→ Partes do exercício
1. No texto sobre a fortuna dos bilionários durante a pandemia, quantos dos 73 bilionários da América Latina e do Caribe estão no Brasil?
2. Retome o texto sobre a fortuna dos bilionários durante a pandemia, escrevendo a continuação logo após a última frase apresentada.

Epicentro da crise de saúde e econômica, América Latina e Caribe enfrentam forte perda de renda por causa da pandemia, mas o impacto da covid-19 não é igual para todas as camadas da população. Segundo levantamento da Ofxam, a fortuna de 73 bilionários das duas regiões aumentou US$ 48,2 bilhões entre março e meados de julho – uma alta de 17%. No seleto grupo de mais ricos, 42 estão no Brasil. De acordo com a ONG, o patrimônio dos bilionários brasileiros cresceu US$ 34 bilhões no período, para US$ 157,1 bilhões.
Os números fazem parte de relatório divulgado hoje. Para calculá-los, a Oxfam se baseou em dados da Forbes, que publica a lista anual de bilionários e possui um ranking que acompanha as fortunas em tempo real. Os ganhos dos latino-americanos mais abastados em meio à pandemia foram estimados comparando-se sua riqueza líquida entre 18 de março e 12 de julho.

Entradas de dados coletadas:
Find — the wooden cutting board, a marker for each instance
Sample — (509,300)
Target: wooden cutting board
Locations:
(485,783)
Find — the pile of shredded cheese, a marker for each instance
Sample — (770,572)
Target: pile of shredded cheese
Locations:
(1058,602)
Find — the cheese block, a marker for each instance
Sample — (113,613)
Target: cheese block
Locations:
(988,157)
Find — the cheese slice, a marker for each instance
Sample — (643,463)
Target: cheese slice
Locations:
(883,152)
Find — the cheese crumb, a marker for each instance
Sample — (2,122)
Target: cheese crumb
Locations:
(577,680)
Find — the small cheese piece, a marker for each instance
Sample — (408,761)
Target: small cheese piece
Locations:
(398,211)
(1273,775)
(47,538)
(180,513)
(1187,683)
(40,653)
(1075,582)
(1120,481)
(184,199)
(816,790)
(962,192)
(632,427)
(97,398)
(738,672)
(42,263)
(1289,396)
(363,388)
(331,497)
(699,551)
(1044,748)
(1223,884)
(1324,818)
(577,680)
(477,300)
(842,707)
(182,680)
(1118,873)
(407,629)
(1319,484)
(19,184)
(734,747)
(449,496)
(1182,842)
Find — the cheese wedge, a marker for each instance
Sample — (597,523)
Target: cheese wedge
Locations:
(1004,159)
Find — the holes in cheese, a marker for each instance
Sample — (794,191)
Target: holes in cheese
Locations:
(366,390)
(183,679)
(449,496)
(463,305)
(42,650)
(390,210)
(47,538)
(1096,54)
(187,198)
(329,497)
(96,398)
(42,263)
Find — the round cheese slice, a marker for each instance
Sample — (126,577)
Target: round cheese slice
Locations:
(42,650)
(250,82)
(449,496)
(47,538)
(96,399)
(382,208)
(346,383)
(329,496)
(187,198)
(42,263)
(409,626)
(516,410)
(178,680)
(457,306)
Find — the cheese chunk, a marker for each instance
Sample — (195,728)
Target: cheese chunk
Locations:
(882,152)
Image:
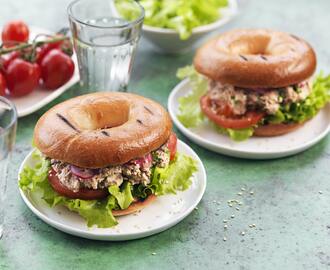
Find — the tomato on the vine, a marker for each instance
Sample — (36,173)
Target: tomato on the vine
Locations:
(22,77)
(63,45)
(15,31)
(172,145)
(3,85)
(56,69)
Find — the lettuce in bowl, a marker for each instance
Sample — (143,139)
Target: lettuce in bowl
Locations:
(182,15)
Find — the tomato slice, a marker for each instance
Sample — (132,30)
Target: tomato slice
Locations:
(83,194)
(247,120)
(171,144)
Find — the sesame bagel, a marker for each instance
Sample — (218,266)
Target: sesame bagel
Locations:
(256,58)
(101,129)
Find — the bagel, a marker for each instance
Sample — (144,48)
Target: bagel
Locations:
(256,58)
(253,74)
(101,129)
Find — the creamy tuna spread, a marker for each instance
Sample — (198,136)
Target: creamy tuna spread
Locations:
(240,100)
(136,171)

→ Respostas em ordem
1. 42.

2.
Os US$ 48,2 bilhões a mais registrados no período representam mais de um terço (38%) do total dos pacotes de estímulo de todos os países da América Latina e do Caribe, destaca a Oxfam. O montante equivale, ainda, a nove vezes os empréstimos de urgência do Fundo Monetário Internacional (FMI) à região até o momento, segundo a ONG.
Desde o começo das medidas de quarentena para conter o avanço da covid-19, oito novos bilionários surgiram na região – ou seja, um novo bilionário a cada duas semanas, destaca a Oxfam. Em contraste, afirma a entidade, estima-se que até 52 milhões de pessoas na América latina e Caribe passarão a ser pobres com a crise, e 40 milhões devem perder seus empregos.
Em um primeiro momento, diz o relatório, o portfólio de ativos financeiros da elite foi afetado pela trajetória negativa das bolsas mundiais, que sofreram em 12 de março a maior queda de sua história. Em poucos dias, o contágio atingiu os mercados latino-americanos, que recuaram entre 10 e 15%, observa a Oxfam.
“No entanto, suas fortunas são um antídoto que lhes permite contar com uma capacidade de reação para rapidamente recolocar seus investimentos em ativos mais seguros ou rentáveis, assim como aproveitar as oportunidades do mercado”, diz a entidade.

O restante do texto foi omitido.